◆ TESTO ESTRATTO:
+ + +
Negli aforismi, invece, tutto era lecito: «poteva essere corto o lungo, ardente o freddo, cattivo o buono. Poiché non veniva mai riletto, non c’era motivo di vergognarsi se la sua franchezza risultava magari imbarazzante o non perfettamente chiara».

Per Canetti l’«appunto» – espressione che preferisce rispetto ad altre come «aforisma» e «frammento» – è un concetto estremamente elastico, è scrittura aperta, che spazia tra l’immediatezza del diario e il rigore della riflessione – perché pur sempre di esercizio del pensiero si tratta. È tra queste due esigenze apparentemente in contrasto che si struttura la forma breve di Elias Canetti.
+ + +
Voci di puntamento su oggetti nominati:
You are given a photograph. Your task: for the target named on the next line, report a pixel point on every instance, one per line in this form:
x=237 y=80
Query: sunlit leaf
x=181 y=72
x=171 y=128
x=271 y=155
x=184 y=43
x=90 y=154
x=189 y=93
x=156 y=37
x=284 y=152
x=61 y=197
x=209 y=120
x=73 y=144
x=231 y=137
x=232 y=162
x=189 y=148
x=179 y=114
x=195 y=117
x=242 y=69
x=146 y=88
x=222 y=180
+ + +
◆ ISTRUZIONI:
• 1. Sostituisci "sunlit leaf" con "green leaf" in tutti i record e riscrivili lasciando tutto il resto com'è.
• 2. Riprendi il testo su Canetti e la forma breve a partire dalla sua ultima frase.
Il testo e i record non hanno alcun legame tra loro.

◆ RISPOSTE:
• 1.
You are given a photograph. Your task: for the target named on the next line, report a pixel point on every instance, one per line in this form:
x=237 y=80
Query: green leaf
x=181 y=72
x=171 y=128
x=271 y=155
x=184 y=43
x=90 y=154
x=189 y=93
x=156 y=37
x=284 y=152
x=61 y=197
x=209 y=120
x=73 y=144
x=231 y=137
x=232 y=162
x=189 y=148
x=179 y=114
x=195 y=117
x=242 y=69
x=146 y=88
x=222 y=180

• 2.
Un sollievo, quello dell’appunto, che si traduce ciclicamente in una vera e propria repulsione nei confronti del suo contrario, la sistematizzazione. E non la sistematizzazione di Kant o Hegel, ma la propria, quella dell’autore di Massa e potere: un’opera talmente ambiziosa da non lasciare spazio all’invenzione fugace. Un’opera che, al contrario, esigeva uno studio matto, rigoroso, fitto di ripensamenti: in fin dei conti sistematico.

Naturalmente Canetti conosce bene la tradizione aforistica nella quale si inserisce, portata avanti del resto anche dal suo mentore e amico Karl Kraus. Una tradizione che comprende Protagora, Lichtenberg, Novalis, Schopenhauer, Marx. Ma anche i moralisti francesi: Pascal e La Rochefoucauld. Quest’ultimo in particolare non è mai citato espressamente da Canetti, ma della sua peculiarità stilistica – configurare una massima come una definizione spiazzante che associa un concetto al suo contrario – faceva un largo uso («Sentimentalismo è quando la bontà diventa corruttibile»).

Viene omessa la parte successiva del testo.